**Task details:** Rewrite every row below as a numbered list, skipping blank lines and omitting the pictures.

**Exercise materials:**
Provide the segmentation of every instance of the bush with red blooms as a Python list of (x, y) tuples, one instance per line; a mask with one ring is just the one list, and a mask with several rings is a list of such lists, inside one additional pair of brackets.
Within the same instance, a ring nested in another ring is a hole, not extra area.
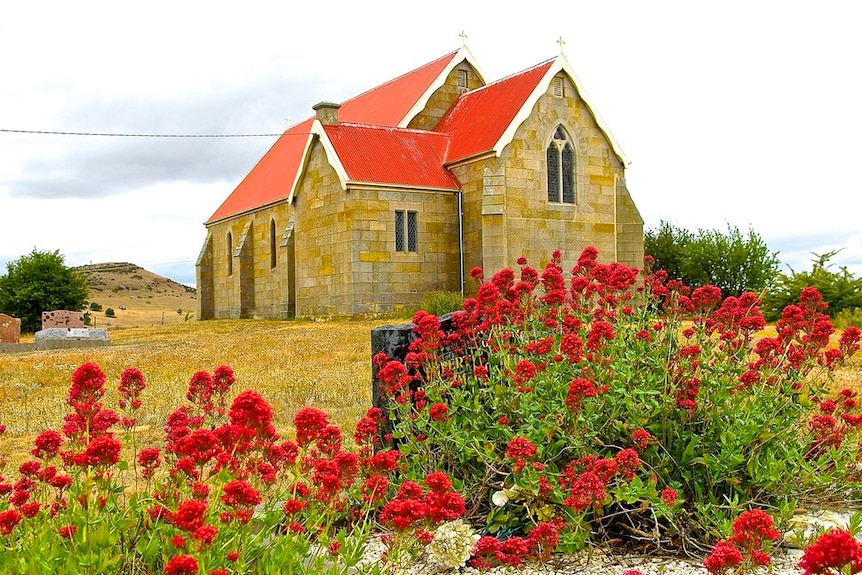
[(374, 358), (408, 478), (445, 465), (489, 535), (558, 518), (563, 548), (632, 526), (679, 546), (747, 508), (786, 519), (800, 501), (858, 497), (862, 412), (828, 390), (860, 333), (830, 339), (816, 290), (764, 336), (755, 294), (690, 289), (593, 248), (569, 274), (562, 258), (474, 269), (451, 330), (419, 311), (404, 360)]
[(164, 448), (137, 449), (143, 374), (122, 373), (121, 417), (101, 402), (99, 366), (76, 369), (63, 434), (38, 434), (20, 478), (0, 476), (0, 572), (86, 563), (92, 573), (346, 574), (375, 521), (421, 547), (433, 541), (429, 530), (464, 514), (444, 473), (429, 473), (425, 488), (396, 479), (401, 454), (376, 449), (379, 409), (368, 410), (348, 447), (310, 407), (295, 415), (296, 440), (285, 440), (257, 392), (229, 398), (234, 382), (225, 366), (195, 373), (189, 403), (167, 419)]
[(733, 535), (715, 545), (703, 566), (710, 573), (748, 573), (758, 565), (770, 565), (769, 552), (779, 537), (771, 515), (760, 509), (745, 511), (733, 520)]
[[(0, 476), (0, 572), (386, 572), (423, 549), (486, 569), (625, 523), (662, 547), (731, 526), (704, 564), (741, 573), (778, 537), (758, 509), (859, 498), (862, 413), (827, 384), (860, 332), (831, 341), (815, 290), (763, 336), (752, 294), (639, 278), (592, 248), (568, 279), (559, 252), (541, 273), (518, 265), (472, 274), (451, 333), (416, 314), (404, 362), (374, 358), (385, 409), (348, 442), (312, 407), (280, 437), (270, 404), (222, 366), (192, 375), (163, 445), (139, 446), (144, 375), (121, 374), (115, 411), (99, 366), (81, 365), (62, 428)], [(824, 535), (800, 566), (858, 570), (847, 537)]]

**Exercise output:**
1. Provide the segmentation of every instance of the bush with red blooms as a Python list of (x, y) tuples, one instance per line; a mask with one ring is just the one list, and a mask with several rings is a list of such lists, inside one additional pair of brackets.
2. Within the same instance, a ring nested in another ring is a hole, not extra area.
3. [(374, 358), (408, 478), (445, 465), (489, 535), (558, 518), (563, 548), (632, 526), (679, 546), (747, 508), (786, 519), (800, 501), (858, 497), (862, 412), (828, 390), (860, 333), (830, 339), (816, 290), (764, 336), (755, 294), (690, 289), (593, 248), (569, 274), (562, 258), (474, 269), (451, 330), (419, 311), (404, 360)]
4. [(164, 448), (137, 449), (143, 374), (122, 373), (121, 417), (101, 402), (99, 366), (76, 369), (63, 434), (38, 434), (20, 478), (0, 476), (0, 572), (86, 563), (92, 573), (346, 574), (375, 521), (421, 547), (433, 541), (429, 530), (464, 514), (444, 473), (429, 473), (425, 488), (396, 479), (401, 454), (376, 449), (379, 409), (368, 410), (348, 447), (310, 407), (295, 415), (296, 440), (285, 440), (257, 392), (229, 398), (234, 382), (225, 366), (195, 373), (189, 403), (167, 419)]
5. [(733, 535), (715, 545), (703, 566), (710, 573), (748, 573), (758, 565), (770, 565), (769, 552), (779, 537), (771, 515), (760, 509), (745, 511), (733, 520)]
6. [[(0, 476), (0, 572), (386, 572), (423, 549), (486, 569), (625, 523), (662, 547), (731, 526), (704, 564), (741, 573), (778, 537), (758, 509), (859, 498), (862, 413), (827, 384), (860, 332), (831, 341), (815, 290), (763, 336), (752, 294), (639, 278), (592, 248), (568, 279), (559, 252), (541, 273), (518, 265), (472, 274), (451, 333), (416, 314), (404, 362), (374, 358), (385, 409), (348, 442), (312, 407), (280, 437), (270, 404), (222, 366), (192, 375), (163, 445), (139, 446), (144, 375), (121, 374), (115, 411), (99, 366), (81, 365), (62, 428)], [(824, 535), (800, 566), (858, 570), (847, 537)]]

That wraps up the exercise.